# Input for this task:
[Start of Attachment]

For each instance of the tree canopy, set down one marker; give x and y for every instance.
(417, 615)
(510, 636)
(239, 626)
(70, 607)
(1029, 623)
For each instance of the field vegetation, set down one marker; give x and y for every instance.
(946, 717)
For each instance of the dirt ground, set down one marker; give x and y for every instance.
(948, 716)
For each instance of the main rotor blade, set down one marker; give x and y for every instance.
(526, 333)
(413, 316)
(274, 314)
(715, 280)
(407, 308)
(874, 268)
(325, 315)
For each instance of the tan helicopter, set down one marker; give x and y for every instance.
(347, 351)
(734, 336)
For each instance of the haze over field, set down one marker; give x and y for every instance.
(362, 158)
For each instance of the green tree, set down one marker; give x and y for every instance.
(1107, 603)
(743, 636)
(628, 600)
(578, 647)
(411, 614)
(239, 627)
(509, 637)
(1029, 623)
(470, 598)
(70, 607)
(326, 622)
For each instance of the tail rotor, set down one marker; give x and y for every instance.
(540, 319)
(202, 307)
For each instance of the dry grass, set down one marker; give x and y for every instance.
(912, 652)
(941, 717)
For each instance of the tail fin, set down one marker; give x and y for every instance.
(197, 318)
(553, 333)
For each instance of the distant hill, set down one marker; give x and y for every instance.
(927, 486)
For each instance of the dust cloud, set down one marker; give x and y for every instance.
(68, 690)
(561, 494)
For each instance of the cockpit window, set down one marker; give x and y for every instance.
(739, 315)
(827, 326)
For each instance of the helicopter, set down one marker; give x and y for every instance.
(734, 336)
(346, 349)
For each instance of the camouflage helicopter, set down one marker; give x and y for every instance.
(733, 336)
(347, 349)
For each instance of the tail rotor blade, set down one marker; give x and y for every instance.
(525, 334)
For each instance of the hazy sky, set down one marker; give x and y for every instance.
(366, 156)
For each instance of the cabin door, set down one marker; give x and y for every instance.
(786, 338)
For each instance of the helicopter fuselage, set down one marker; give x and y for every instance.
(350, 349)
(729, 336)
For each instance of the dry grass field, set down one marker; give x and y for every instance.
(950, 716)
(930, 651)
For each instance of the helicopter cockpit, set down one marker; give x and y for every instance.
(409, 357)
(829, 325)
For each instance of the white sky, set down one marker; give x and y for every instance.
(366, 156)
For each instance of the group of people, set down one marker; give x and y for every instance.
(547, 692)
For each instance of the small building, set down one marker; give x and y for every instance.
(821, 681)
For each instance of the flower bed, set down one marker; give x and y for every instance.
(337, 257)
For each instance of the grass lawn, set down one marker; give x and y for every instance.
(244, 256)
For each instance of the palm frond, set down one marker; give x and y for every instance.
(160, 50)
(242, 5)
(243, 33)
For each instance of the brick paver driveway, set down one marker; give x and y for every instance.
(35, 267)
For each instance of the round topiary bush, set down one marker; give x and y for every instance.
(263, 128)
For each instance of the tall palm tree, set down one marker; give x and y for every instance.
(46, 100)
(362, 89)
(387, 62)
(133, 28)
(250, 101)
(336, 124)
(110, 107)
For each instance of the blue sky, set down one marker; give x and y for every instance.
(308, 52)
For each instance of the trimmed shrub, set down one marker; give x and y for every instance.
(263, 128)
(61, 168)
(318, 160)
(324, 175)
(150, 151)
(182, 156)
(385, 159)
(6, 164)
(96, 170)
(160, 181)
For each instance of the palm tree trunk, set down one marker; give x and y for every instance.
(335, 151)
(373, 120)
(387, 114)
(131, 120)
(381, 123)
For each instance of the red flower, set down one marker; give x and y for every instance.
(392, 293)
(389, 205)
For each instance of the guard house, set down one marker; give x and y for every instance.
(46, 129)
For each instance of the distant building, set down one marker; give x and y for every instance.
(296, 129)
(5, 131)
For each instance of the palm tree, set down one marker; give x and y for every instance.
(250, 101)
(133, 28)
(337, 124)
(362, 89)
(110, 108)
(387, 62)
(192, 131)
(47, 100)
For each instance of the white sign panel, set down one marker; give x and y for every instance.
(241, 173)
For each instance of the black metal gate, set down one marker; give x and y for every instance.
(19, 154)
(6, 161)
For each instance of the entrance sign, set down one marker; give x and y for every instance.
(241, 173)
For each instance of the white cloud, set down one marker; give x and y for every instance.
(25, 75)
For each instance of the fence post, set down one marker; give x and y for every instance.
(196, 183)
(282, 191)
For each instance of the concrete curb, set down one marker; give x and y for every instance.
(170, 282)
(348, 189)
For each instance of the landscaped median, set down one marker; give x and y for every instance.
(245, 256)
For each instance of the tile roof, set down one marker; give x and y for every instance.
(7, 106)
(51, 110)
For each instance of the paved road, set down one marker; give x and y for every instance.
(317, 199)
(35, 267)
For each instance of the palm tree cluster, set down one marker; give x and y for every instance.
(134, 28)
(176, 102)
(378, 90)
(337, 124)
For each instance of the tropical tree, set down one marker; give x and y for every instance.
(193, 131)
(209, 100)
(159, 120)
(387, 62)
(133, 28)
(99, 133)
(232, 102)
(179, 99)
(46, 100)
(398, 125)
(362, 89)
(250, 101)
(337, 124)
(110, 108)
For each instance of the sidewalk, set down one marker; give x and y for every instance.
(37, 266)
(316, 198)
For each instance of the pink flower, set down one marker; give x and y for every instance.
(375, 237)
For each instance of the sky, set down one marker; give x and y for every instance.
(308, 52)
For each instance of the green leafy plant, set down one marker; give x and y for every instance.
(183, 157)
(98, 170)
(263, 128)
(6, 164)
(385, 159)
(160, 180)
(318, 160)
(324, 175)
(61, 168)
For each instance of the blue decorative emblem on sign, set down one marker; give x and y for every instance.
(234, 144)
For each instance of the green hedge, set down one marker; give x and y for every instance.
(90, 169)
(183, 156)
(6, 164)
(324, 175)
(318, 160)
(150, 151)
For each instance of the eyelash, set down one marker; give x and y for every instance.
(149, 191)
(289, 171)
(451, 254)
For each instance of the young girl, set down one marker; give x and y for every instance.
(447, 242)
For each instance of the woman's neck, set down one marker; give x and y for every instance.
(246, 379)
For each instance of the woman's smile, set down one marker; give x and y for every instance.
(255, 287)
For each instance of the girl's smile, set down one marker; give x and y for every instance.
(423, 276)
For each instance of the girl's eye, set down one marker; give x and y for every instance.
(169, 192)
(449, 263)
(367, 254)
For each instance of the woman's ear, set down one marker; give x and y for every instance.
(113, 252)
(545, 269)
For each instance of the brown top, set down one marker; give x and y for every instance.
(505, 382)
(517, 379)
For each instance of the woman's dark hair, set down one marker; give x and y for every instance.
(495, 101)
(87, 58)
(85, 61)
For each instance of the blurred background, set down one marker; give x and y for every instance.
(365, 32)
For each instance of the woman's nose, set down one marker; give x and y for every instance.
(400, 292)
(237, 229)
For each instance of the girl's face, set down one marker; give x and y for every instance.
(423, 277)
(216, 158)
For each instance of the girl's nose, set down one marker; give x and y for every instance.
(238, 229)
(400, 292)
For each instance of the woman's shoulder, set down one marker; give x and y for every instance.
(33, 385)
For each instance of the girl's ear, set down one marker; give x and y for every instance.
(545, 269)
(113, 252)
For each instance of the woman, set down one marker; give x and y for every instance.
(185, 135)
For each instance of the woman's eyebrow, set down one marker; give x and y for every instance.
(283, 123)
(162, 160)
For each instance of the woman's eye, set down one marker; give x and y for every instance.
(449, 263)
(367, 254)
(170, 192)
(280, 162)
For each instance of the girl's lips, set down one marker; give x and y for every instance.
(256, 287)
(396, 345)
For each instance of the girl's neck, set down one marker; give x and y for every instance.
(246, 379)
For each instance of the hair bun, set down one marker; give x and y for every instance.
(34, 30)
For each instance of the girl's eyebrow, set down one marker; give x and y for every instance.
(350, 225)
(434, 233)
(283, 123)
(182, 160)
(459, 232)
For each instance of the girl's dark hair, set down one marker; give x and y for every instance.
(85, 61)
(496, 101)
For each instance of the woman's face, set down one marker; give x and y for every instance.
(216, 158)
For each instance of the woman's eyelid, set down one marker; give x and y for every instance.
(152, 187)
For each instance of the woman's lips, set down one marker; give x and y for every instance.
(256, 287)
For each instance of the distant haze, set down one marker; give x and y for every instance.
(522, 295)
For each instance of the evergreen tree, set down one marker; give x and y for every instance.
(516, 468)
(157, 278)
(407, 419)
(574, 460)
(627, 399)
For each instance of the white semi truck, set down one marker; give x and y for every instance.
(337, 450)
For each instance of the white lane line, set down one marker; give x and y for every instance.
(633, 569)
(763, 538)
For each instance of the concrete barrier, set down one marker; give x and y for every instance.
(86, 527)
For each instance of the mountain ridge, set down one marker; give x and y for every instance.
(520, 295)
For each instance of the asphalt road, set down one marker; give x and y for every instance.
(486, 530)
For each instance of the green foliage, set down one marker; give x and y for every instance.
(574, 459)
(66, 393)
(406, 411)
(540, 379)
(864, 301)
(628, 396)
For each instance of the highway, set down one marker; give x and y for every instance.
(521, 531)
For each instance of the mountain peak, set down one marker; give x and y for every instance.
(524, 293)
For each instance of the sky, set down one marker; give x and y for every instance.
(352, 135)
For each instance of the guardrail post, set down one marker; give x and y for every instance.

[End of Attachment]

# Task:
Only the lines from the one containing "For each instance of the asphalt" through the end of the entries above belong in the answer; repeat them exactly.

# Solved problem:
For each instance of the asphalt road, set down one marker; give x and y for every instance.
(486, 530)
For each instance of the green foliage, set down one marker; give x and y for every instance.
(574, 459)
(66, 393)
(406, 411)
(540, 379)
(864, 301)
(628, 396)
For each instance of the highway, set down one marker; give x and y for every instance.
(521, 531)
For each instance of the mountain peak, set down one marker; give x and y for every instance.
(524, 293)
For each instance of the sky, set down one marker; give x and y for every instance.
(352, 135)
For each instance of the guardrail post, set down one marker; give x and y for every instance.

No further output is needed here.